• **EXERCISE TASK**: Reproduce only this part of the listing: the line with "[pin] woman's neck", plus every line after it through the last.

◇ ◇ ◇ ◇

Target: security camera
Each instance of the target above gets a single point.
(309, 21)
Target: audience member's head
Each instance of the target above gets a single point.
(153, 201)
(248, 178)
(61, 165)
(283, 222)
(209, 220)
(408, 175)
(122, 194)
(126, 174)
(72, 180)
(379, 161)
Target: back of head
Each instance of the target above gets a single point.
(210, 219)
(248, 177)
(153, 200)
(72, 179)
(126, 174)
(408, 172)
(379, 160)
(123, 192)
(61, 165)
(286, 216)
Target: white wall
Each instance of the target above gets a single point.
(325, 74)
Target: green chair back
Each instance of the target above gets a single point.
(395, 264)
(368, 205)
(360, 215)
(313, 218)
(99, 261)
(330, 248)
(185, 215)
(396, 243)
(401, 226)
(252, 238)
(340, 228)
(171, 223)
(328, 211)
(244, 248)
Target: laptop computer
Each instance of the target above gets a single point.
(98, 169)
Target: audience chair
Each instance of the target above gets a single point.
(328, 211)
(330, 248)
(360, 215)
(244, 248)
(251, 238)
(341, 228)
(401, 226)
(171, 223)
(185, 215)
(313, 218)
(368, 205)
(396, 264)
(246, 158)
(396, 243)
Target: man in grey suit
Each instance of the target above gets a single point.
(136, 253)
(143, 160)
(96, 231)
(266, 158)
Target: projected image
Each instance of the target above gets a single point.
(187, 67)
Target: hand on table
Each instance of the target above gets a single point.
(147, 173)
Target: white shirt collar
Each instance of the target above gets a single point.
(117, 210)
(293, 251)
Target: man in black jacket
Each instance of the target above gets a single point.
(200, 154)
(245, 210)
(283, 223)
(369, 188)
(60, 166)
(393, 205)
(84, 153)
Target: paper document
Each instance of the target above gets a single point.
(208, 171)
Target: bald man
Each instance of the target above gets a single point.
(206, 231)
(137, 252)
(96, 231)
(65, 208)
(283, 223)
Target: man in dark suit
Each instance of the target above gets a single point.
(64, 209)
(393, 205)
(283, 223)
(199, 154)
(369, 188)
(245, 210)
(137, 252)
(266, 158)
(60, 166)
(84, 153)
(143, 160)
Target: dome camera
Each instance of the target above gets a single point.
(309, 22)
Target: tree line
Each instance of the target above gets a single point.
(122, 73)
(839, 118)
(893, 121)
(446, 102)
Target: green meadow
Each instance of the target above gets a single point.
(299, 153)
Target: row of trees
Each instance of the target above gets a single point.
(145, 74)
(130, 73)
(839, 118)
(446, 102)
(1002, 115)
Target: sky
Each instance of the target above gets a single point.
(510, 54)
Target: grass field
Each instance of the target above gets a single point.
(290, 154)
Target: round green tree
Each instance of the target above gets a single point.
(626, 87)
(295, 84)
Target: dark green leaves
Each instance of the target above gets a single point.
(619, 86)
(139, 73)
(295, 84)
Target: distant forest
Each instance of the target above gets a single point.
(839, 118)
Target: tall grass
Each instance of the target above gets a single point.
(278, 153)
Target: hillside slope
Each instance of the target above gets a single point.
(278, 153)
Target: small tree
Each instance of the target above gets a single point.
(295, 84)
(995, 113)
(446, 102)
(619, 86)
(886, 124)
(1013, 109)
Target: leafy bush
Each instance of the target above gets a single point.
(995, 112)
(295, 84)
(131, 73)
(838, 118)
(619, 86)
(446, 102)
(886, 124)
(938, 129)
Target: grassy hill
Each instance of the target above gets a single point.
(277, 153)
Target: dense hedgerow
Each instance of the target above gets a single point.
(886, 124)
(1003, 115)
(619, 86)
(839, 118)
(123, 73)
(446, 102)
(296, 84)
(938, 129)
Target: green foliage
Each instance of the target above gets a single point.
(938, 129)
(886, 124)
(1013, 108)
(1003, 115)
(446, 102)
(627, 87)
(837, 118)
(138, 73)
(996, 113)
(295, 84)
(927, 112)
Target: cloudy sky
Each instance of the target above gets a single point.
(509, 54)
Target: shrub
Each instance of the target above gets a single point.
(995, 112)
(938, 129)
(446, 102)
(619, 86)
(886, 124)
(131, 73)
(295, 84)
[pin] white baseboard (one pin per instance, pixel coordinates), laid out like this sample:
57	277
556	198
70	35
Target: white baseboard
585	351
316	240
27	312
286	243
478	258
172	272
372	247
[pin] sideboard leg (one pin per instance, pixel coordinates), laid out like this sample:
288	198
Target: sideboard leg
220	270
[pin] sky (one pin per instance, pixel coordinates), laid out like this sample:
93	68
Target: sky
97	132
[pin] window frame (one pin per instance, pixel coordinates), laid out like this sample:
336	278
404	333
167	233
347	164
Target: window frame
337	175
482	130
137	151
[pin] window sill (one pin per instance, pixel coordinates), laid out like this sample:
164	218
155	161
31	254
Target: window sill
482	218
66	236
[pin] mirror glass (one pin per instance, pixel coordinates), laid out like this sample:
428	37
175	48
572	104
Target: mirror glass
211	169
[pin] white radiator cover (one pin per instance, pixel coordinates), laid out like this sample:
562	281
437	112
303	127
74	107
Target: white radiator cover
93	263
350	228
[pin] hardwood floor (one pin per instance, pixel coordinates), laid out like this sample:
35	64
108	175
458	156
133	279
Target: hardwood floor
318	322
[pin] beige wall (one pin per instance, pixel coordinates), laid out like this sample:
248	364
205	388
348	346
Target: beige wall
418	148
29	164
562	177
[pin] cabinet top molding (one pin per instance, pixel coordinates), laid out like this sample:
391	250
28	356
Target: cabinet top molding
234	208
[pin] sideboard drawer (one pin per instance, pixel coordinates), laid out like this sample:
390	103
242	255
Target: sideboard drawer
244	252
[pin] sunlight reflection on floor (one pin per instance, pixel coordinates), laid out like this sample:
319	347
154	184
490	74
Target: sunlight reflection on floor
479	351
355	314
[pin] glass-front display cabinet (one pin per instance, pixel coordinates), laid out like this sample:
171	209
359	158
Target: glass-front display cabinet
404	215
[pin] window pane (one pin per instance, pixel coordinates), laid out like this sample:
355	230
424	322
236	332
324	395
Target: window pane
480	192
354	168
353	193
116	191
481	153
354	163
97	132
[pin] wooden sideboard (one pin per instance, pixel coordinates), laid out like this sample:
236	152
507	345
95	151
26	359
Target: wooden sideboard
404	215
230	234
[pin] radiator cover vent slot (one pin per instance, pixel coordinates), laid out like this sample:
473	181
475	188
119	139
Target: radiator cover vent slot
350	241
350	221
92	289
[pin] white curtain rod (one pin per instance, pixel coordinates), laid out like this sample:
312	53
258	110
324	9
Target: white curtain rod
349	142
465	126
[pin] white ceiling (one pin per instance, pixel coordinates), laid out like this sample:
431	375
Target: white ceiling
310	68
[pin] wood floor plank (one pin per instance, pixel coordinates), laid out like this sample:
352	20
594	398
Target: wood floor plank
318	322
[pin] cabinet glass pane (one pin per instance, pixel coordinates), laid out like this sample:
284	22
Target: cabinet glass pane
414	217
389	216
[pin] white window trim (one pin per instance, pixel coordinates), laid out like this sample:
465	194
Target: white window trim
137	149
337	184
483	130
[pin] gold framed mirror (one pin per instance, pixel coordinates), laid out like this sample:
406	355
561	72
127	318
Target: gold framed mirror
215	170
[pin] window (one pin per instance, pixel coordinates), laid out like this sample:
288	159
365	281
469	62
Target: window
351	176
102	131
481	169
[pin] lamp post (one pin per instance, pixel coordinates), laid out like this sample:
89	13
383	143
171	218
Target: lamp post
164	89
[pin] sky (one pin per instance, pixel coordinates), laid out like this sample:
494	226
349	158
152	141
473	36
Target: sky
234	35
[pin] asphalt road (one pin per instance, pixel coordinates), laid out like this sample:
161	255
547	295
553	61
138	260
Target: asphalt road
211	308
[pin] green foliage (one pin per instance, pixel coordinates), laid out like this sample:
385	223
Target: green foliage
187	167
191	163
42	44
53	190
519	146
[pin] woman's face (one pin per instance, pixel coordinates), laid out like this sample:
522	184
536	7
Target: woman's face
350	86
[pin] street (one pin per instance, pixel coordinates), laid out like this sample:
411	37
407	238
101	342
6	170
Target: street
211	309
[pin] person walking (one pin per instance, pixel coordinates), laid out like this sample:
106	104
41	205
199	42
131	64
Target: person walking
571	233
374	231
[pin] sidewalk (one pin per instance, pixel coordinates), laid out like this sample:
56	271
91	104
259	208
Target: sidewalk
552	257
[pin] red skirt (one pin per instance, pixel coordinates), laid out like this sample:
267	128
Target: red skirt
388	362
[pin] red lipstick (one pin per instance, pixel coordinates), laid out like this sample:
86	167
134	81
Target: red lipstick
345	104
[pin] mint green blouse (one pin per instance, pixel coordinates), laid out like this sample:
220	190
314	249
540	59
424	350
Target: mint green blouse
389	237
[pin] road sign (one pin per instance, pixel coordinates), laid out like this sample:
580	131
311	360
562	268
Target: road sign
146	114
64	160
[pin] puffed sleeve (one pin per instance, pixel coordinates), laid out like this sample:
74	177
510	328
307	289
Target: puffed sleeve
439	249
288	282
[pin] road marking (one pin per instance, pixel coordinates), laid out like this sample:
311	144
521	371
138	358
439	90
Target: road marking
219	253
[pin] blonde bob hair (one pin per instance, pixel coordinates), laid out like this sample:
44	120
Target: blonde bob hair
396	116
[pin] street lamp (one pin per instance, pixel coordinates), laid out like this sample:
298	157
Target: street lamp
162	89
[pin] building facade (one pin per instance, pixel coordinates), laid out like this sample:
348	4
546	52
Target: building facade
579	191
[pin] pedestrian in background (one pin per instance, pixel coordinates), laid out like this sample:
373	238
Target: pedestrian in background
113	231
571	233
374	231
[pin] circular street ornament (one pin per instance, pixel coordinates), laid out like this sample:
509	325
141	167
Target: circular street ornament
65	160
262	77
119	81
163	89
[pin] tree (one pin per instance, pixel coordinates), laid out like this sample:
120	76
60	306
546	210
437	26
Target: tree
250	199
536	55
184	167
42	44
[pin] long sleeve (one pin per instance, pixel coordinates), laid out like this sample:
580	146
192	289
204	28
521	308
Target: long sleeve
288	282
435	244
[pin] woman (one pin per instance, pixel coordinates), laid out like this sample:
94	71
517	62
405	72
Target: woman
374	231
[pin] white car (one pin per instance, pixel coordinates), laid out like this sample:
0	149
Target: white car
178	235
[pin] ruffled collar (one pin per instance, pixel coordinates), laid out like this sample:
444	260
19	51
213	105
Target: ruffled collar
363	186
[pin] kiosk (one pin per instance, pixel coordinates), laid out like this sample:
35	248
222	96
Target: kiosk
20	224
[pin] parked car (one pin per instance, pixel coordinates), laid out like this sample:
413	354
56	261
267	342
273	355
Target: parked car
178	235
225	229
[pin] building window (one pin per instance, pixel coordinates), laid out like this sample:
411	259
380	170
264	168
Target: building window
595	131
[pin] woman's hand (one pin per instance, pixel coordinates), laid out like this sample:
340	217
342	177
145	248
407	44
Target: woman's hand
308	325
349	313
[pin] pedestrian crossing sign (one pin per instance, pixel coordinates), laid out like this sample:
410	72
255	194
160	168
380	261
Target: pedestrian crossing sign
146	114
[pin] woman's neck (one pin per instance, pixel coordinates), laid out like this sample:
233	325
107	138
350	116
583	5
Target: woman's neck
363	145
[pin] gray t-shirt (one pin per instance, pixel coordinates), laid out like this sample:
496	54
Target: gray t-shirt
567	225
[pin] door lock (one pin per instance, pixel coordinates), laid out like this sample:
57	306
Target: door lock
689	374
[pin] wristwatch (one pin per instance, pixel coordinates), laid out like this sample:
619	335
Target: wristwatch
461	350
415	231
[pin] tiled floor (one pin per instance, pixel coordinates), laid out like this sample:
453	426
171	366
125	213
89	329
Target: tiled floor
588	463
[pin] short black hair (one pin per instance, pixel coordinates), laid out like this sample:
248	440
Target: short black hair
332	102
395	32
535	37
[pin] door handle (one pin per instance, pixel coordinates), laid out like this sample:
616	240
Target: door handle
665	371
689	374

◇ ◇ ◇ ◇

• **EXERCISE ANSWER**:
[pin] woman's neck (one pin per instance, pixel coordinates), laid out like this sample:
233	325
107	138
350	116
583	5
Target: woman's neck
363	145
[pin] gray t-shirt (one pin per instance, pixel coordinates), laid out like this sample:
496	54
Target: gray t-shirt
567	225
[pin] door lock (one pin per instance, pixel coordinates), laid out like this sample:
57	306
Target: door lock
689	374
[pin] wristwatch (one pin per instance, pixel coordinates), laid out like this sample:
619	335
Target: wristwatch
461	350
415	231
[pin] tiled floor (one pin per instance, pixel coordinates), laid out like this sample:
453	426
171	366
125	213
89	329
Target: tiled floor
588	463
[pin] short black hair (one pin per instance, pixel coordinates), laid out like this sample:
248	440
Target: short black hair
332	102
395	32
535	37
[pin] door handle (one pin per instance, pixel coordinates), laid out like this sample:
616	240
Target: door handle
665	371
689	374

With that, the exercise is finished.